What is Quiet Quitting, and why ignoring this trend could impact your organization

What is Quiet Quitting, and why ignoring this trend could impact your organization’s productivity and culture?

Quiet quitting is not a new term-relatively speaking.

Coined in China at the start of 2021 as “laying flat,” it picked up traction on Tik Tok until it hit mainstream media.

With a new name.

“Quiet Quitting”

However, when every article defines quiet quitting differently, it can lead to confusion over how or if this trend will impact your organization. 

So, what exactly is quiet quitting? What do you need to know, and how understanding this trend can help your organization prepare.

What is Quiet Quitting?

Think of quiet quitting as a movement- much like “The Great Resignation,” a post-pandemic trend that saw millions of people leave their positions.

Unlike resigning, however, quiet quitting is not about leaving as the title implies but instead deciding to create boundaries around life and work and not taking on additional tasks.

——————

[What you will do]:
a - Sum up the quiet quitting article in two sentences.
b - Write what comes next in the quiet quitting article, picking up right after its last sentence.

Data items

——————

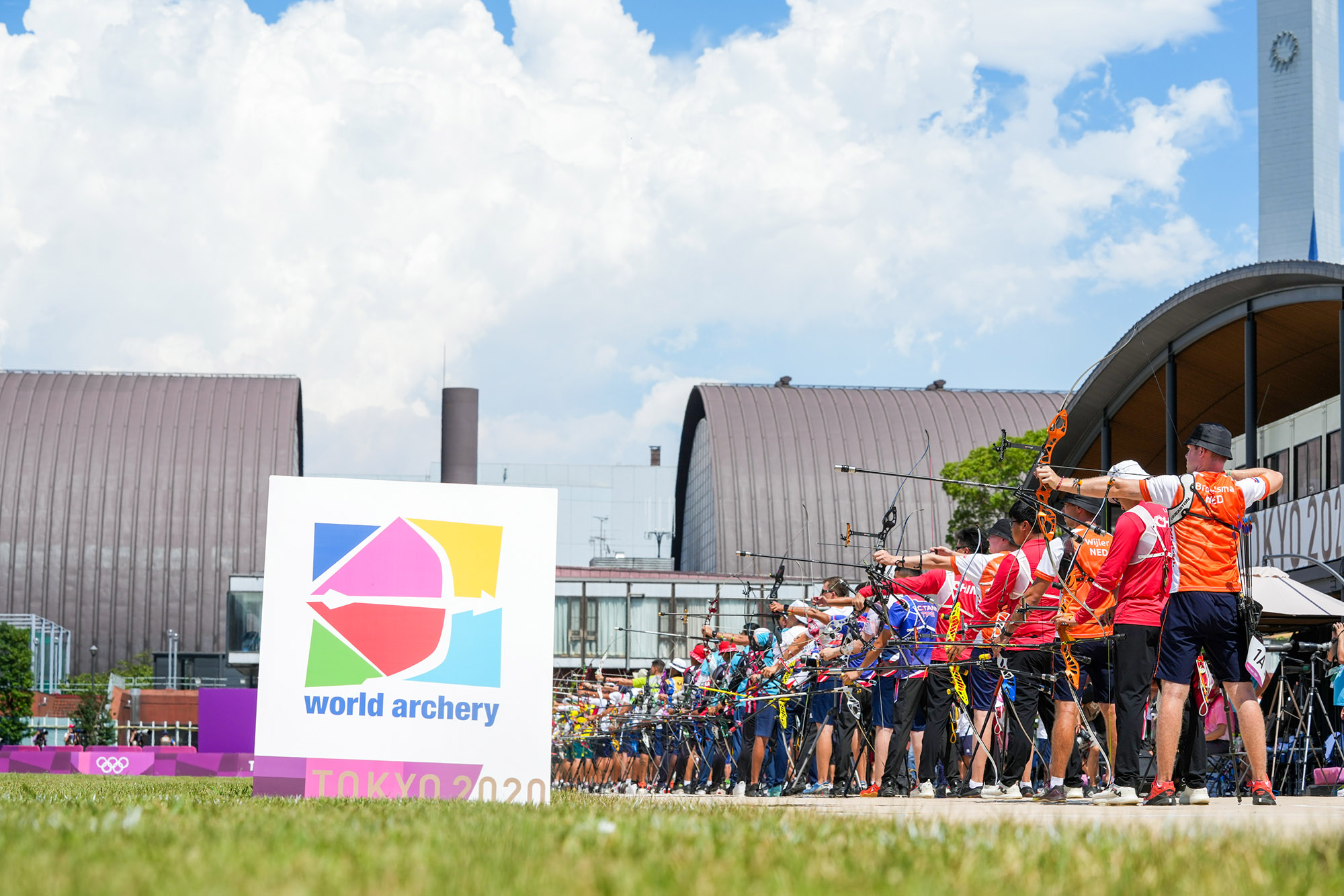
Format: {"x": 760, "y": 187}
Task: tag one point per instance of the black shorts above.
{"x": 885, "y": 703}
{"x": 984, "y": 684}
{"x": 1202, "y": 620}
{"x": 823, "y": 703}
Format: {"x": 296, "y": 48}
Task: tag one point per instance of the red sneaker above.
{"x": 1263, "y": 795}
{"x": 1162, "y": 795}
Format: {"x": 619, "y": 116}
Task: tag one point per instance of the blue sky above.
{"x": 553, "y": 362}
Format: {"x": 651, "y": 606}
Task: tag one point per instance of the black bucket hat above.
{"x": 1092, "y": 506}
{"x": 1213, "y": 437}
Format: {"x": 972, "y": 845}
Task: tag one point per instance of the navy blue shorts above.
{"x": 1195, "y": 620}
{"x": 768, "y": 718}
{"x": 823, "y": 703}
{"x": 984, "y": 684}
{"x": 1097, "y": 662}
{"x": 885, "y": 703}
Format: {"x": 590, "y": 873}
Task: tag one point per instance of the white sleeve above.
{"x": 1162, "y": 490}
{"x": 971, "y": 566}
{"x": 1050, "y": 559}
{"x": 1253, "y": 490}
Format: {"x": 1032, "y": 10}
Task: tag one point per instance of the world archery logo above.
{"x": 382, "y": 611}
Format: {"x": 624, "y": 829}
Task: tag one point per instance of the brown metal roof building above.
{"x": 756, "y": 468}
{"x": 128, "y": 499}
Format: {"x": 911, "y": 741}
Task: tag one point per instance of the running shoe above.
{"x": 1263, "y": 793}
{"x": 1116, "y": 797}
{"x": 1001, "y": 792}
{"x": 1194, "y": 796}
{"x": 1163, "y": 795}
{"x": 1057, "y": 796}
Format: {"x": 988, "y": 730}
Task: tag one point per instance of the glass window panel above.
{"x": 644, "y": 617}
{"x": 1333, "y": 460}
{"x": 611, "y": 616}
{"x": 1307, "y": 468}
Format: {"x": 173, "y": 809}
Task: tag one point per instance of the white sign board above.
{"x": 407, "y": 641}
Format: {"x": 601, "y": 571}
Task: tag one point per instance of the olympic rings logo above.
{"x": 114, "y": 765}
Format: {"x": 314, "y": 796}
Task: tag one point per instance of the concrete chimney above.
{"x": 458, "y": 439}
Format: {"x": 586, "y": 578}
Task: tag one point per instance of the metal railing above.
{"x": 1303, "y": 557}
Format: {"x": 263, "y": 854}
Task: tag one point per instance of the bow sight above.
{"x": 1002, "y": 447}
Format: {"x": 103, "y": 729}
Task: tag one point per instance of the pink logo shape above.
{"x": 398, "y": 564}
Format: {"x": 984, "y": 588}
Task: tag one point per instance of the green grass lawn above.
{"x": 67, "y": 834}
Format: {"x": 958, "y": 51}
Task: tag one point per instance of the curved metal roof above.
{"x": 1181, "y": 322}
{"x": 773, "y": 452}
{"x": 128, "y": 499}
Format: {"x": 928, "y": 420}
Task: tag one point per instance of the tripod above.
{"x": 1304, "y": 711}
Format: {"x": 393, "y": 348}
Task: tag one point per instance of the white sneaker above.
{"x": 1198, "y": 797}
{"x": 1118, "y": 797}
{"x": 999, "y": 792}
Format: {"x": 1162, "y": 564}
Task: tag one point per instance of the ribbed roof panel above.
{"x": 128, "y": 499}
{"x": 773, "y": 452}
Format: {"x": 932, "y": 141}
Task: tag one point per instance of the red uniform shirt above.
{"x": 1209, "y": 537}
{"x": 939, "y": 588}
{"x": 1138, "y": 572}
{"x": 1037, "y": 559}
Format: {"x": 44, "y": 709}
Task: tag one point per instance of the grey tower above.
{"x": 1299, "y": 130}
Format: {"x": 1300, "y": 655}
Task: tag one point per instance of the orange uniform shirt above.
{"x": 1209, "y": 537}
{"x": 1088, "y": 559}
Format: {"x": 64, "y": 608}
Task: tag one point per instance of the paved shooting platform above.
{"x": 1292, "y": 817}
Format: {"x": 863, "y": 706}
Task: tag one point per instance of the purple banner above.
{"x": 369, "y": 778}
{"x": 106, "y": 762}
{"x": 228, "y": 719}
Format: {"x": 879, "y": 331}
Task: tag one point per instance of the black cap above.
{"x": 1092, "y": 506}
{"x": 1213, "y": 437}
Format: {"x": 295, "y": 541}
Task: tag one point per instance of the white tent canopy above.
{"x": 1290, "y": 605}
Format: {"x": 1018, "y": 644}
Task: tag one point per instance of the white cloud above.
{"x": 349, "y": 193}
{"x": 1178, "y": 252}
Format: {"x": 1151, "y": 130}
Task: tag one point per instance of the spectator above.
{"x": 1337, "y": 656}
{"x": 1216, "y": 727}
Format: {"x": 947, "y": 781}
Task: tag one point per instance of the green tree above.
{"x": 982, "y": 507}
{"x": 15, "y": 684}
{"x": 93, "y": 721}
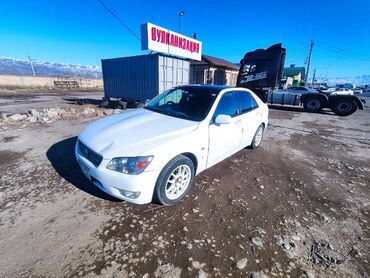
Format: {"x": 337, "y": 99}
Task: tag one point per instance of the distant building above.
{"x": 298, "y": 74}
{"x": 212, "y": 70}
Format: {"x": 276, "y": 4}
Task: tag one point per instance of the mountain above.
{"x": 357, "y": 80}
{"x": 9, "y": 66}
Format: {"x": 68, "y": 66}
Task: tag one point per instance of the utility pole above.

——————

[Numbered responses]:
a - Quiet quitting started in China at the start of 2021 as "laying flat," caught on through TikTok, and then reached mainstream media under its new name. Unlike resigning, it is not about leaving a job but about setting boundaries between life and work and not taking on extra tasks.

b -
As Nita Chhinzer, a professor at the Gordon S. Lang School of Business and Economics says,

Instead, it’s a decision to say no to tasks outside of one’s core job, like participating in a focus group or additional training, says Chhinzer.

The great resignation forced companies to review their company culture-retention and recruiting programs.

Quiet quitting legitimizes workers’ concerns about how work fits into their lives and empowers employees to reel in overworking to find balance.

And it forces employers to take it all seriously.

A person sitting at a desk with her hand on her face
disappointed, disengaged, quiet quitting disheartened

Why is it taking off now?

Every “quiet quitter” has their own personal reasons…

Many employees became acutely aware that despite working long hours or overachieving on goals, going above and beyond was not recognized or rewarded.

Some employees were the opposite; they ran themselves into the ground with work, so taking a step back becomes part of their rehabilitation. 

While others have scaled back as a preventive strike against looming burnout or have discovered a passion/side gig outside of work.

Whatever the reason behind the decision it can have far reaching effects for the employee’s career, as the behaviour won’t go unnoticed.

Employees can be perceived as heading in a downward spiral, especially if, in the past, they over-extended themselves. 

What is the impact on organizations?

Organizations must recognize that quiet quitting will bring with it a ton of new challenges.

Such as high levels of job dissatisfaction, disengaged staff, uneven workloads across employees and declining productivity.

The key is for management to recognize the “signs” associated with quiet quitting.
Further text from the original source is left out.